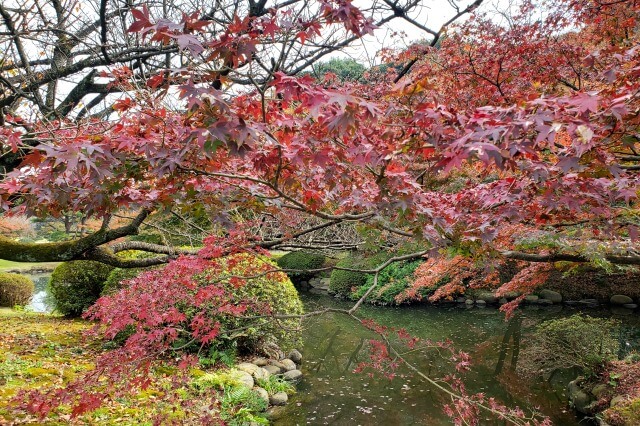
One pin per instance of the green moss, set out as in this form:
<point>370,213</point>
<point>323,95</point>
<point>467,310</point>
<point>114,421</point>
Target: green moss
<point>15,289</point>
<point>76,285</point>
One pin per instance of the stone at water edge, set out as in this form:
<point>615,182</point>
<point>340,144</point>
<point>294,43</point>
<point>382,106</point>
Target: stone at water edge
<point>288,364</point>
<point>262,393</point>
<point>261,374</point>
<point>620,299</point>
<point>244,378</point>
<point>272,369</point>
<point>260,362</point>
<point>247,367</point>
<point>279,398</point>
<point>293,375</point>
<point>295,356</point>
<point>554,296</point>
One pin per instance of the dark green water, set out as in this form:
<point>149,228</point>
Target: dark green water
<point>331,393</point>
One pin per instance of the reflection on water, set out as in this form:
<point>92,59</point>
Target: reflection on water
<point>41,300</point>
<point>333,345</point>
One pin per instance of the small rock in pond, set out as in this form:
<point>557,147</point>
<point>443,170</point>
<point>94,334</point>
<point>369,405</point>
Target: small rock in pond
<point>620,299</point>
<point>279,398</point>
<point>288,364</point>
<point>260,362</point>
<point>295,356</point>
<point>262,393</point>
<point>293,375</point>
<point>272,369</point>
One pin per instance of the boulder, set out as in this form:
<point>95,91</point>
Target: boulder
<point>272,369</point>
<point>295,356</point>
<point>278,398</point>
<point>244,378</point>
<point>288,364</point>
<point>598,390</point>
<point>579,399</point>
<point>247,367</point>
<point>620,299</point>
<point>487,297</point>
<point>262,393</point>
<point>554,296</point>
<point>261,374</point>
<point>260,362</point>
<point>293,375</point>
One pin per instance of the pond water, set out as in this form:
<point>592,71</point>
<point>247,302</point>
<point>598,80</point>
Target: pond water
<point>41,300</point>
<point>331,393</point>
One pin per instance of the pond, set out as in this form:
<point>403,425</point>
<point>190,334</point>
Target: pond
<point>331,393</point>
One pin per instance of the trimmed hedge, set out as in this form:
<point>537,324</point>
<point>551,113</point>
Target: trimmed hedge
<point>76,285</point>
<point>15,289</point>
<point>275,290</point>
<point>303,261</point>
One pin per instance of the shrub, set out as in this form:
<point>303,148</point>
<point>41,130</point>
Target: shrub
<point>343,283</point>
<point>303,261</point>
<point>392,281</point>
<point>77,285</point>
<point>15,289</point>
<point>576,341</point>
<point>196,304</point>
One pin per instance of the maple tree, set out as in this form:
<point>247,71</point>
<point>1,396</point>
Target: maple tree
<point>207,111</point>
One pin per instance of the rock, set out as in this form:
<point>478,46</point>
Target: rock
<point>324,283</point>
<point>617,400</point>
<point>244,378</point>
<point>288,364</point>
<point>262,393</point>
<point>293,375</point>
<point>261,374</point>
<point>554,296</point>
<point>510,295</point>
<point>272,369</point>
<point>295,356</point>
<point>279,398</point>
<point>260,362</point>
<point>579,399</point>
<point>620,299</point>
<point>247,367</point>
<point>278,364</point>
<point>598,390</point>
<point>487,297</point>
<point>619,310</point>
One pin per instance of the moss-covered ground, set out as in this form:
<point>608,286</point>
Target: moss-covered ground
<point>39,351</point>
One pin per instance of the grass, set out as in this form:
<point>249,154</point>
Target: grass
<point>6,264</point>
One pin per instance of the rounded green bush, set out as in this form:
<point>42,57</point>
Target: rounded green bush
<point>77,285</point>
<point>275,290</point>
<point>303,261</point>
<point>15,289</point>
<point>343,283</point>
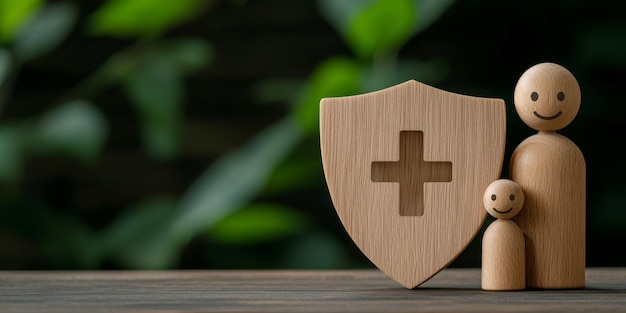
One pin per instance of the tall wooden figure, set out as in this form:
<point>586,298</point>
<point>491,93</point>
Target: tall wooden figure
<point>550,169</point>
<point>503,257</point>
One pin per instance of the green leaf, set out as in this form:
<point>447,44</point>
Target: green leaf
<point>137,18</point>
<point>301,170</point>
<point>49,27</point>
<point>258,223</point>
<point>151,235</point>
<point>317,250</point>
<point>332,78</point>
<point>155,90</point>
<point>75,129</point>
<point>141,238</point>
<point>234,179</point>
<point>381,27</point>
<point>11,155</point>
<point>375,28</point>
<point>5,65</point>
<point>13,14</point>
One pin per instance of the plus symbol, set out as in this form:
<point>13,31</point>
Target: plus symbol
<point>411,171</point>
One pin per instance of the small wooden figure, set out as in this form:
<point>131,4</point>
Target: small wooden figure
<point>550,169</point>
<point>503,259</point>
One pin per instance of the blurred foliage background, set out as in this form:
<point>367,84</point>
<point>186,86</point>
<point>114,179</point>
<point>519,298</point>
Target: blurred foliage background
<point>153,134</point>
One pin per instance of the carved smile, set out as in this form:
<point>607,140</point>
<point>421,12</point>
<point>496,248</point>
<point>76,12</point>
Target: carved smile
<point>547,118</point>
<point>503,212</point>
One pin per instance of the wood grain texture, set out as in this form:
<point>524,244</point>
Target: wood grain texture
<point>452,290</point>
<point>551,171</point>
<point>503,257</point>
<point>359,131</point>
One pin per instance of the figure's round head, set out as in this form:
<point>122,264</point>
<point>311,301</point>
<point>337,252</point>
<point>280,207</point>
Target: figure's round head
<point>547,97</point>
<point>503,198</point>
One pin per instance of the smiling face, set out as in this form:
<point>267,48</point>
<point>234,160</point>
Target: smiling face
<point>547,97</point>
<point>503,198</point>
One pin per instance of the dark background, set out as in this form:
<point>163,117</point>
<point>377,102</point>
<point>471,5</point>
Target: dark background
<point>165,166</point>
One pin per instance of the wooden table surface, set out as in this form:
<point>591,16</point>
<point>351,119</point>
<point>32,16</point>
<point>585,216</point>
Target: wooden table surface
<point>452,290</point>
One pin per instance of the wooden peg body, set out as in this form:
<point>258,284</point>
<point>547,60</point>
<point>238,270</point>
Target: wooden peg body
<point>550,169</point>
<point>503,257</point>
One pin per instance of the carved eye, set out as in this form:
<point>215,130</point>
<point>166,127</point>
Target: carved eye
<point>534,96</point>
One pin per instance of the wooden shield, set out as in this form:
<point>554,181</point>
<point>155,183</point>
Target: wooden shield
<point>407,167</point>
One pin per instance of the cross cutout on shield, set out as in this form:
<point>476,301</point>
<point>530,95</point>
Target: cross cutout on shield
<point>411,171</point>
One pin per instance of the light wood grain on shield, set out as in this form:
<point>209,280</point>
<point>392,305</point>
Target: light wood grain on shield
<point>406,168</point>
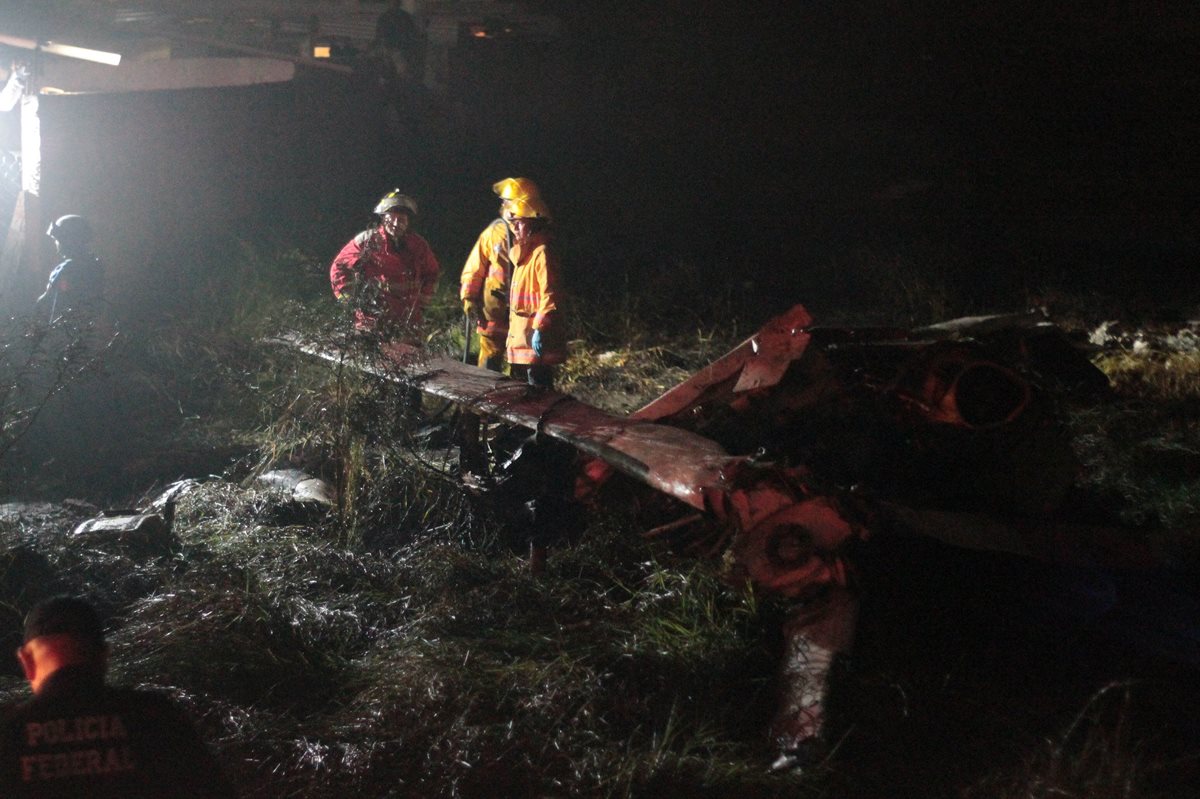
▬▬▬
Problem: Reproduce the entire listing above line for line, leaving out the pictures.

Worked solution:
One pin per instance of the green moss, set out as in this form:
<point>370,213</point>
<point>323,95</point>
<point>467,310</point>
<point>114,421</point>
Target: green moss
<point>15,289</point>
<point>76,285</point>
One pin per instance of the stone at water edge, set out as in this form:
<point>615,182</point>
<point>340,144</point>
<point>294,43</point>
<point>382,106</point>
Target: stone at water edge
<point>288,364</point>
<point>262,393</point>
<point>261,374</point>
<point>620,299</point>
<point>244,378</point>
<point>272,369</point>
<point>260,362</point>
<point>247,367</point>
<point>279,398</point>
<point>293,375</point>
<point>295,356</point>
<point>554,296</point>
One pin per instance of the dark green water, set out as in this form:
<point>149,228</point>
Target: dark green water
<point>331,393</point>
One pin per instance of the reflection on water, set out as in this form:
<point>92,59</point>
Target: reflection on water
<point>41,300</point>
<point>333,345</point>
One pin per instance of the small rock in pond, set out as in this form:
<point>557,147</point>
<point>443,170</point>
<point>94,334</point>
<point>369,405</point>
Target: small rock in pond
<point>620,299</point>
<point>279,398</point>
<point>288,364</point>
<point>260,362</point>
<point>295,356</point>
<point>262,393</point>
<point>293,375</point>
<point>272,369</point>
One pin per instance of the boulder, set out as in this form:
<point>95,91</point>
Target: boulder
<point>272,369</point>
<point>295,356</point>
<point>278,398</point>
<point>244,378</point>
<point>288,364</point>
<point>598,390</point>
<point>579,399</point>
<point>247,367</point>
<point>620,299</point>
<point>487,297</point>
<point>262,393</point>
<point>554,296</point>
<point>261,374</point>
<point>260,362</point>
<point>293,375</point>
One pin per instance of the pond water, set out as in this form:
<point>592,71</point>
<point>247,302</point>
<point>598,80</point>
Target: pond water
<point>41,300</point>
<point>331,393</point>
One pin per instance of the pond, set out as in this form:
<point>403,425</point>
<point>190,334</point>
Target: pond
<point>331,393</point>
One pin per instance of the trimmed hedge, set out as in this form:
<point>537,324</point>
<point>551,113</point>
Target: trimmed hedge
<point>76,285</point>
<point>15,289</point>
<point>275,290</point>
<point>303,261</point>
One pin per instance of the shrub, set out as in this form:
<point>303,148</point>
<point>41,130</point>
Target: shrub
<point>343,283</point>
<point>303,261</point>
<point>392,281</point>
<point>77,285</point>
<point>15,289</point>
<point>576,341</point>
<point>196,304</point>
One pin per instance of the maple tree, set out as in this form:
<point>247,71</point>
<point>1,396</point>
Target: maple tree
<point>207,111</point>
One pin per instance of the rock, set out as in this form:
<point>478,46</point>
Target: rock
<point>324,283</point>
<point>617,400</point>
<point>244,378</point>
<point>288,364</point>
<point>262,393</point>
<point>293,375</point>
<point>261,374</point>
<point>554,296</point>
<point>510,295</point>
<point>272,369</point>
<point>295,356</point>
<point>279,398</point>
<point>260,362</point>
<point>579,399</point>
<point>620,299</point>
<point>247,367</point>
<point>278,364</point>
<point>598,390</point>
<point>487,297</point>
<point>619,310</point>
One pin per instance of the moss-covered ground, set out as in this form:
<point>608,286</point>
Target: moss-covered ground
<point>39,351</point>
One pin per instance of the grass, set out as in this form:
<point>249,154</point>
Target: grass
<point>6,264</point>
One pin per instance of the rounded green bush, set out as in this form:
<point>42,57</point>
Target: rounded green bush
<point>77,285</point>
<point>275,290</point>
<point>303,261</point>
<point>15,289</point>
<point>343,283</point>
One pin per instance of the tall wooden figure, set out as in this form:
<point>586,298</point>
<point>491,93</point>
Target: tall wooden figure
<point>550,169</point>
<point>503,257</point>
One pin per instance of the green leaf, set out as in this form:
<point>447,44</point>
Target: green leaf
<point>137,18</point>
<point>301,170</point>
<point>49,27</point>
<point>258,223</point>
<point>151,235</point>
<point>317,250</point>
<point>332,78</point>
<point>155,90</point>
<point>75,129</point>
<point>141,238</point>
<point>234,179</point>
<point>381,27</point>
<point>11,155</point>
<point>375,28</point>
<point>5,65</point>
<point>13,14</point>
One pin per instance of the plus symbol, set out as in this form:
<point>13,31</point>
Target: plus symbol
<point>411,171</point>
One pin per instance of the small wooden figure, set out as in this form:
<point>131,4</point>
Target: small wooden figure
<point>550,169</point>
<point>503,259</point>
One pin per instance of the blurred foliage background, set out as in this form:
<point>367,84</point>
<point>186,86</point>
<point>114,179</point>
<point>519,298</point>
Target: blurred foliage background
<point>153,134</point>
One pin per instance of the carved smile, set out as in this form:
<point>607,140</point>
<point>421,12</point>
<point>496,248</point>
<point>76,12</point>
Target: carved smile
<point>547,118</point>
<point>503,212</point>
One pin per instance of the wood grain texture, set out as in this form:
<point>524,244</point>
Target: wood grain texture
<point>452,290</point>
<point>551,171</point>
<point>503,257</point>
<point>359,131</point>
One pin per instance of the figure's round head, set out as in this form:
<point>122,264</point>
<point>311,301</point>
<point>337,252</point>
<point>280,207</point>
Target: figure's round head
<point>547,97</point>
<point>503,198</point>
One pin per instance of the smiling face, set out as in this form:
<point>267,48</point>
<point>234,160</point>
Target: smiling face
<point>547,97</point>
<point>503,198</point>
One pin per instance of the dark background, set out as in this form:
<point>163,117</point>
<point>377,102</point>
<point>471,5</point>
Target: dark background
<point>165,166</point>
One pin per instance of the wooden table surface, set out as in this form:
<point>591,16</point>
<point>351,119</point>
<point>32,16</point>
<point>585,216</point>
Target: wooden table surface
<point>452,290</point>
One pin per instance of the wooden peg body, set out as in this form:
<point>258,284</point>
<point>547,60</point>
<point>238,270</point>
Target: wooden peg body
<point>550,169</point>
<point>503,257</point>
One pin per instance of the carved eye, set out as in this form:
<point>215,130</point>
<point>166,127</point>
Target: carved eye
<point>534,96</point>
One pin per instance of the wooden shield, set out as in this form:
<point>554,181</point>
<point>155,183</point>
Target: wooden shield
<point>407,167</point>
One pin per instance of the cross cutout on shield, set out as in this form:
<point>476,301</point>
<point>530,95</point>
Target: cross cutout on shield
<point>411,171</point>
One pin per instance of the light wood grain on shield, set out as in this form:
<point>209,280</point>
<point>392,305</point>
Target: light wood grain on shield
<point>406,168</point>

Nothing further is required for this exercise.